I keep hearing that high end foods such as Orijen and Evo are great but need to ensure that dog gets the proper amount of exercise. However, no one ever talks about what the proper amount of exercise is. 

So what is the proper amount of exercise for your dog if he/she is on this diet?


----------



## sagelfn (Aug 13, 2009)

There is no exact amount for all GSDs. Factor in age, energy level, health issues, etc..


----------



## buckcho (Apr 6, 2011)

Seriously??? Why did you even bother replying?


----------



## ChancetheGSD (Dec 19, 2007)

Because it's true? Not sure why you have to be so rude. A puppy needs a totally different type/amount of exercise than an adult would. A dog with joint problems such as hip dysplasia needs different exercise than a dog with healthy joints. Different dogs need different amounts and types of exercises too. My dog personally needs to be RAN every single day for HOURS or he's NOT happy. I've met GSD's who are happy with 30 minute walks each day. It just depends on the dog.


----------



## ChancetheGSD (Dec 19, 2007)

RECORD EXCERPTS:
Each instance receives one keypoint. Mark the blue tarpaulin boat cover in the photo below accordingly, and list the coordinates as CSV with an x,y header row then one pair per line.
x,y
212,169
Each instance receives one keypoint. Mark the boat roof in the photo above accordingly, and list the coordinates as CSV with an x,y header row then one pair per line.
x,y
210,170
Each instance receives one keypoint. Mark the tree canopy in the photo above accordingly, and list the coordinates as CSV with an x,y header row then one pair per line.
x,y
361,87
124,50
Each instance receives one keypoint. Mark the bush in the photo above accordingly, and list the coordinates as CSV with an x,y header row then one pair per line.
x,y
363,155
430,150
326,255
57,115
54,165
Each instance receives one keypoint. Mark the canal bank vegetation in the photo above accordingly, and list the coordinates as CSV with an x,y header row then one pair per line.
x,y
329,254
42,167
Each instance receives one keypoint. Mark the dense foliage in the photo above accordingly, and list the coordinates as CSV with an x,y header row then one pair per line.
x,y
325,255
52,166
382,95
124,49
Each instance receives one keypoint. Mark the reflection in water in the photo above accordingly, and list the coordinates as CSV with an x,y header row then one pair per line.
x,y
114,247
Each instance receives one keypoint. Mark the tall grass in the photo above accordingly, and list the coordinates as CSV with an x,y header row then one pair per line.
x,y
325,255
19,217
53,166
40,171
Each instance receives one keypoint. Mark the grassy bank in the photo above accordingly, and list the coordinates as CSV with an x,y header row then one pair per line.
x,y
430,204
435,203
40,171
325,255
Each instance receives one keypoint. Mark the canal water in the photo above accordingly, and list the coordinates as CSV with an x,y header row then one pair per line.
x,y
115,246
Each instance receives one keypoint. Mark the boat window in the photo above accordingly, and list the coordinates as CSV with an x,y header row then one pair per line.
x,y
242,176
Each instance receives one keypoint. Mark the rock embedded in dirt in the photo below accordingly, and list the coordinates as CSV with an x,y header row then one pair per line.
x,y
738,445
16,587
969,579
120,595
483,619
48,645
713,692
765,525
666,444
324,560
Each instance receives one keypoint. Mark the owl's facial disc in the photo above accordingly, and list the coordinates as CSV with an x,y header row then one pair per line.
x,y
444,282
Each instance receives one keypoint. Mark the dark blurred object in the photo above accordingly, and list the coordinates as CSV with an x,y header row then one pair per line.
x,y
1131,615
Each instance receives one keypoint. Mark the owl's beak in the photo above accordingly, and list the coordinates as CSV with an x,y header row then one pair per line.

TASKS TO PERFORM:
1. Write out the forum thread on dog exercise in full, word for word.
2. Pick out each line of the records that contains the word "foliage", and copy those lines.
The forum thread on dog exercise and the records are unrelated material.

ANSWERS TO EACH TASK:
1.
I keep hearing that high end foods such as Orijen and Evo are great but need to ensure that dog gets the proper amount of exercise. However, no one ever talks about what the proper amount of exercise is. 

So what is the proper amount of exercise for your dog if he/she is on this diet?


----------



## sagelfn (Aug 13, 2009)

There is no exact amount for all GSDs. Factor in age, energy level, health issues, etc..


----------



## buckcho (Apr 6, 2011)

Seriously??? Why did you even bother replying?


----------



## ChancetheGSD (Dec 19, 2007)

Because it's true? Not sure why you have to be so rude. A puppy needs a totally different type/amount of exercise than an adult would. A dog with joint problems such as hip dysplasia needs different exercise than a dog with healthy joints. Different dogs need different amounts and types of exercises too. My dog personally needs to be RAN every single day for HOURS or he's NOT happy. I've met GSD's who are happy with 30 minute walks each day. It just depends on the dog.


----------



## ChancetheGSD (Dec 19, 2007)

2.
Each instance receives one keypoint. Mark the dense foliage in the photo above accordingly, and list the coordinates as CSV with an x,y header row then one pair per line.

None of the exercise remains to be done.